Dataset excerpts:
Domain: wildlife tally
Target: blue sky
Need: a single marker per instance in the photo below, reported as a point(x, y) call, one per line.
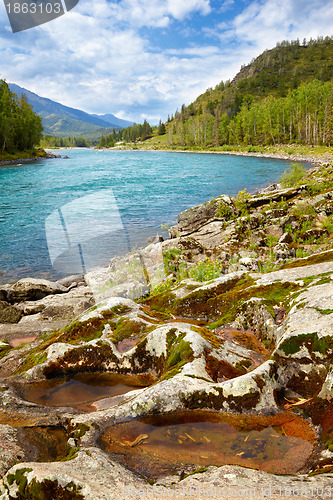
point(143, 59)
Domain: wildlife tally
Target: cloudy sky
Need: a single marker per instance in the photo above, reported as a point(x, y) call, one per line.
point(144, 58)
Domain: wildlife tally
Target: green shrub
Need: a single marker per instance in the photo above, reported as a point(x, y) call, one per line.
point(292, 177)
point(241, 201)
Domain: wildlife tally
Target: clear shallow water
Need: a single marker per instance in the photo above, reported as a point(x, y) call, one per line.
point(160, 445)
point(133, 191)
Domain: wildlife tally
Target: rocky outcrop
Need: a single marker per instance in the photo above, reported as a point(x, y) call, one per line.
point(33, 289)
point(221, 318)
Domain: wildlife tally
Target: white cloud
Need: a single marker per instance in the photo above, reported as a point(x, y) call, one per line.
point(98, 57)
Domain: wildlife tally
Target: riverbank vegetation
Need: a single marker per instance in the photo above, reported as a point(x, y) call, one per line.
point(20, 128)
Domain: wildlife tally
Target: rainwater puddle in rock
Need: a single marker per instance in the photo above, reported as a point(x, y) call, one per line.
point(80, 390)
point(161, 445)
point(43, 444)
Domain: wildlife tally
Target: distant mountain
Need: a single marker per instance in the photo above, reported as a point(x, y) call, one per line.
point(114, 120)
point(63, 121)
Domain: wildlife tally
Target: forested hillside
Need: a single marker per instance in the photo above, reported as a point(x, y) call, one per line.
point(285, 95)
point(20, 128)
point(136, 132)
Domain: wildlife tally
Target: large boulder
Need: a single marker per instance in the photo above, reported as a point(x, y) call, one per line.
point(194, 218)
point(33, 289)
point(9, 313)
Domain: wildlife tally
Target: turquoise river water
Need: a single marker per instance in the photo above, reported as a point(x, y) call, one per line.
point(58, 216)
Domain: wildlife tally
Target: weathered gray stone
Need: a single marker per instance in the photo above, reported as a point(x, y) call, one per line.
point(194, 218)
point(34, 289)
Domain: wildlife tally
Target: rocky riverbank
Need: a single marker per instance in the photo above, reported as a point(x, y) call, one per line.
point(232, 317)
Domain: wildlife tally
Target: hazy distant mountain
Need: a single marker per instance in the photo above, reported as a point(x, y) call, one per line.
point(113, 119)
point(63, 121)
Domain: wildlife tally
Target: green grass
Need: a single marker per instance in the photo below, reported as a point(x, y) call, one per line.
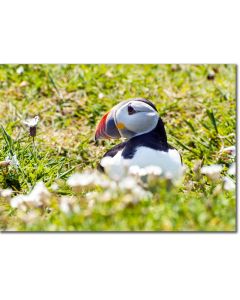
point(199, 114)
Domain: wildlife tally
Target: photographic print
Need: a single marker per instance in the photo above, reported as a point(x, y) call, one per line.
point(117, 147)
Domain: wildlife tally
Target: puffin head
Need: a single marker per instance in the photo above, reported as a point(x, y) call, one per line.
point(128, 119)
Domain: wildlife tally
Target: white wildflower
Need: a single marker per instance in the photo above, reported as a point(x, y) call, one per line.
point(32, 122)
point(78, 180)
point(6, 193)
point(153, 170)
point(212, 171)
point(231, 150)
point(229, 184)
point(115, 169)
point(232, 169)
point(128, 183)
point(13, 161)
point(54, 187)
point(20, 70)
point(39, 196)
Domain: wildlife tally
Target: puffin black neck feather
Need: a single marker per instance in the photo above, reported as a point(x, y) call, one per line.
point(155, 139)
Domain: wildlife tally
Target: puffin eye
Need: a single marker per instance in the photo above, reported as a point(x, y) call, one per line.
point(131, 110)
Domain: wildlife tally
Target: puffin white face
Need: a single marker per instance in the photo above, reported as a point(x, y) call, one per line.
point(128, 119)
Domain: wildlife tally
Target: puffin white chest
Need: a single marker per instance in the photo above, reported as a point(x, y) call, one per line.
point(169, 162)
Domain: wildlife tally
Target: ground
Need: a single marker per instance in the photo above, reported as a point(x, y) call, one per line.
point(197, 104)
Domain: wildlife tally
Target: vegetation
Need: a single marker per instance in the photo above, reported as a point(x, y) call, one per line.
point(197, 104)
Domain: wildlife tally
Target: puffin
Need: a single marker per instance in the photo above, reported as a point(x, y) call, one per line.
point(145, 143)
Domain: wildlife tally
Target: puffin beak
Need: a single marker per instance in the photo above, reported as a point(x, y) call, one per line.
point(107, 128)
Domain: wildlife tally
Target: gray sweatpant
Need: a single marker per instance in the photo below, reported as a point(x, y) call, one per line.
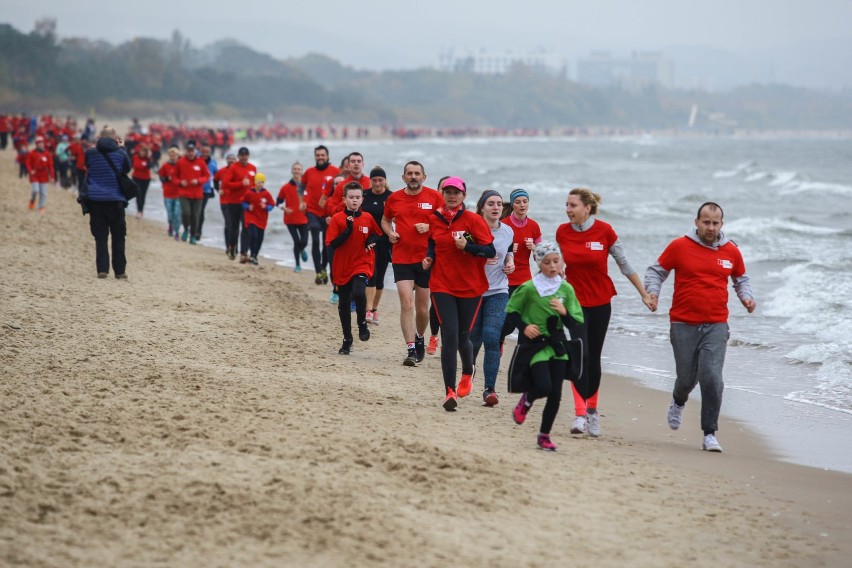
point(699, 352)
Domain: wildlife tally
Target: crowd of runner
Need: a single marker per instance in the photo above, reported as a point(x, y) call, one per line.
point(465, 274)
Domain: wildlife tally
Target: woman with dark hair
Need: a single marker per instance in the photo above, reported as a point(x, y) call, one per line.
point(492, 314)
point(460, 243)
point(586, 243)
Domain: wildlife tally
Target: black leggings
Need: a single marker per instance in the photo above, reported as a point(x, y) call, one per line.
point(234, 229)
point(456, 316)
point(319, 252)
point(382, 252)
point(299, 234)
point(355, 289)
point(593, 334)
point(142, 184)
point(255, 239)
point(547, 377)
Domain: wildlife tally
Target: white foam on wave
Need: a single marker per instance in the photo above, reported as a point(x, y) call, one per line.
point(816, 301)
point(749, 226)
point(830, 387)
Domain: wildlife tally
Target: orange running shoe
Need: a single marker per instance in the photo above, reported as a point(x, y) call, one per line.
point(452, 401)
point(466, 383)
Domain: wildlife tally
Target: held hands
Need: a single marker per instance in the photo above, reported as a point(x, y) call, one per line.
point(651, 301)
point(556, 304)
point(532, 331)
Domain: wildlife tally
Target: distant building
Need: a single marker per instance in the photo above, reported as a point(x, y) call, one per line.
point(642, 69)
point(499, 62)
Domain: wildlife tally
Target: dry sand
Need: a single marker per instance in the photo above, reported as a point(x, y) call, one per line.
point(199, 415)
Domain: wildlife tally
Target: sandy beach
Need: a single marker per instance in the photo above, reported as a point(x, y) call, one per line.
point(198, 414)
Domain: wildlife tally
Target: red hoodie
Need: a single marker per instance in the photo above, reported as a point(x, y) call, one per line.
point(170, 186)
point(232, 186)
point(191, 177)
point(258, 201)
point(40, 166)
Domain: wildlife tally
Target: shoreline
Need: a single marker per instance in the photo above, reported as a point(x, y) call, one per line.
point(199, 411)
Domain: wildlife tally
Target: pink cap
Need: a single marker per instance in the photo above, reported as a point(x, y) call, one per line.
point(455, 182)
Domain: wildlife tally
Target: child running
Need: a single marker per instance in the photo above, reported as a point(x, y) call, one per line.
point(352, 235)
point(540, 308)
point(257, 203)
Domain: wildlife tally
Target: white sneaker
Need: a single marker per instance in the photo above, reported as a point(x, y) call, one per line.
point(593, 420)
point(675, 415)
point(711, 444)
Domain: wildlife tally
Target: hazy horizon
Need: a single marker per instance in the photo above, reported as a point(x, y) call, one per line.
point(716, 46)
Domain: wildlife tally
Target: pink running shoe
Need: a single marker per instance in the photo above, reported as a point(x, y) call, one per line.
point(521, 409)
point(545, 444)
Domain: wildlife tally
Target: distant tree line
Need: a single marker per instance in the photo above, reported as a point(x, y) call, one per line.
point(39, 73)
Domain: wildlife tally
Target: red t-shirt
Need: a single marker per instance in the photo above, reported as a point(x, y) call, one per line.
point(352, 257)
point(405, 211)
point(40, 166)
point(79, 154)
point(335, 200)
point(232, 186)
point(586, 255)
point(455, 271)
point(288, 195)
point(701, 280)
point(530, 230)
point(170, 186)
point(317, 184)
point(141, 167)
point(189, 170)
point(257, 214)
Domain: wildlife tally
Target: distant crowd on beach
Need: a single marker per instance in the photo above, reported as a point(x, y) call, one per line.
point(467, 278)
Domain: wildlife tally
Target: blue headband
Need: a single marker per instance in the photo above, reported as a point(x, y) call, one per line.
point(518, 193)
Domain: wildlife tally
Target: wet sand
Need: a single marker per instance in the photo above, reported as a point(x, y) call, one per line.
point(198, 415)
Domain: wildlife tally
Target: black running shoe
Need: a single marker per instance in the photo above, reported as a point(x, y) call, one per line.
point(419, 348)
point(411, 359)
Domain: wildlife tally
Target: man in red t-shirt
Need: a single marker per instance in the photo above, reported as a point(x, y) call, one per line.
point(236, 179)
point(315, 185)
point(406, 223)
point(703, 260)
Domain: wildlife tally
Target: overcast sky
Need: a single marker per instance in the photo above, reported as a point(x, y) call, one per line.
point(384, 34)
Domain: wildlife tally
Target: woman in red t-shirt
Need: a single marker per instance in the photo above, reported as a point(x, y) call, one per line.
point(527, 235)
point(586, 243)
point(294, 217)
point(460, 242)
point(142, 164)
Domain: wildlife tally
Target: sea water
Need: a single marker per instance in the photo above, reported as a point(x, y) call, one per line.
point(787, 204)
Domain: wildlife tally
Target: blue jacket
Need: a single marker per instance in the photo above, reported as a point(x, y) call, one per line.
point(212, 167)
point(101, 181)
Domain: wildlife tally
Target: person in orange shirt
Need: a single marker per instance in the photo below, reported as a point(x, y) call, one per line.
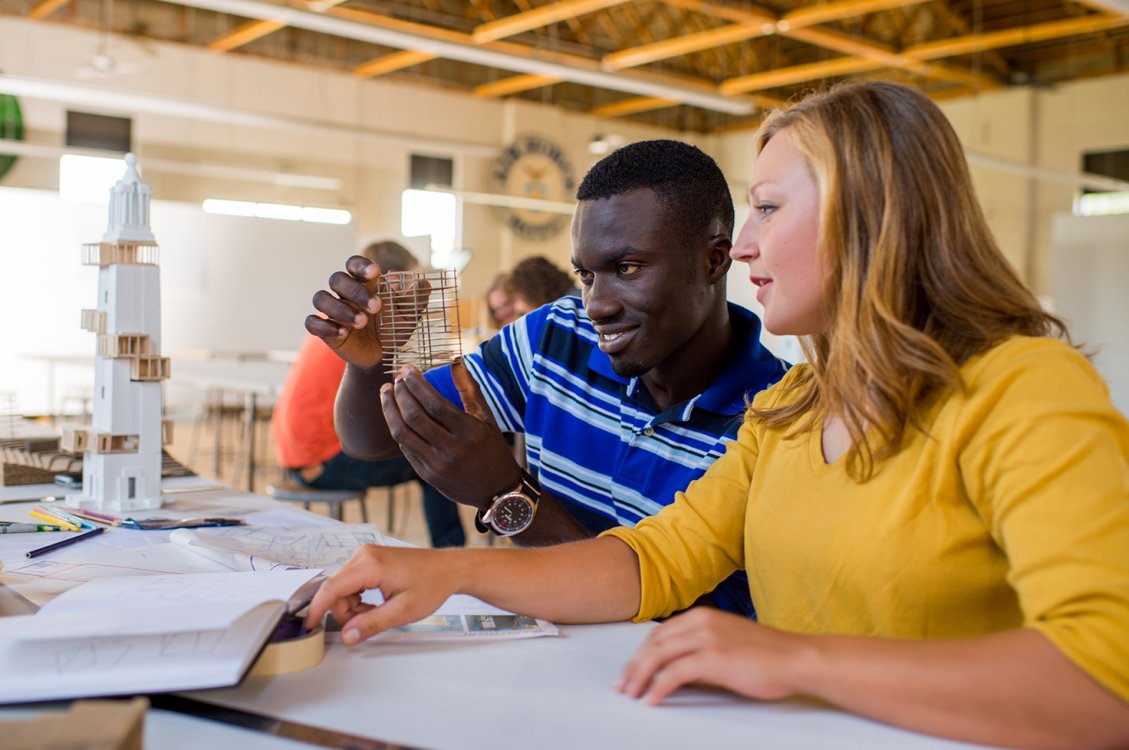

== EXERCISE DETAILS ==
Nothing but the lines above, starting at the line that contains "Target: blue sky" and ending at the line that contains "Target: clear shallow water", should be given again, exactly and without the pictures.

== RESULT OF THIS EXERCISE ==
Target: blue sky
Need: a single marker per instance in the photo below, reported as a point(x, y) call, one per line.
point(143, 59)
Domain: wildlife tally
Target: cloudy sky
Need: a single marker per instance in the photo above, reported as a point(x, y) call, one per line.
point(144, 58)
Domain: wildlife tally
Target: green shrub
Need: a single marker per instance in the photo above, reported as a point(x, y) call, one per line.
point(292, 177)
point(241, 201)
Domain: wildlife tally
Target: clear shallow water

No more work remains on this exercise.